ABOUT THIS TASK:
Answer these questions from the passage below on the South Carolina campaigns:
1. What post did Dick Riley hold under President Bill Clinton?
2. How many volunteers does the Clinton campaign have in South Carolina?
3. Who is the Sanders campaign's state director?

Meanwhile, talk about a possible run by Vice President Joe Biden has accelerated as he meets with advisers and political leaders. Biden retains a strong following in South Carolina Democratic circles.
The Clinton campaign has tried to generate good news where it can. Last week, it rolled out an endorsement by former South Carolina Gov. Dick Riley, who was secretary of education under President Bill Clinton, even though his support had been widely reported for months.
It also debuted the endorsement of former Gov. Jim Hodges — who backed Obama in 2008. Campaign Chairman John Podesta and political strategist James Carville swept through South Carolina to rally supporters.
Asked about the email server, Carville, who was a top operative behind Bill Clinton’s campaigns, told a few dozen Democratic Party regulars at a breakfast in Columbia that it was no different from all the Republican-pursued scandals of the 1990s.
“They’ve just got to have something to do, something to whine about,” Carville said.
The Clinton campaign started organizing in South Carolina as soon as she announced her candidacy in April. It has eight paid staff in Columbia and Charleston, along with 1,400 volunteers.
But the Sanders campaign is catching up. Chris Covert, Sanders’ state director, said he is up to eight paid staff as well — with reinforcements to come in the fall — and more than 1,000 volunteers, with more on the way from sign-ups at Sanders’ rallies.
Attendees varied from skeptical to downright hostile toward Clinton.

GIVEN INFORMATION:
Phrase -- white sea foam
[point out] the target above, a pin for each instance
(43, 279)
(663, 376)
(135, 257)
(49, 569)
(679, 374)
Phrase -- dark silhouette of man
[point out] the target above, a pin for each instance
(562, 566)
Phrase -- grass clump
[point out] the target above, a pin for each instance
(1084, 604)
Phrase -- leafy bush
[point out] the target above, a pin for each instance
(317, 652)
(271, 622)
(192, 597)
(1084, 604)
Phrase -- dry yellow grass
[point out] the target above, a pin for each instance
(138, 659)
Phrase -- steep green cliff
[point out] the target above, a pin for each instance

SOLUTION TO THIS EXERCISE:
1. Secretary of education
2. 1,400
3. Chris Covert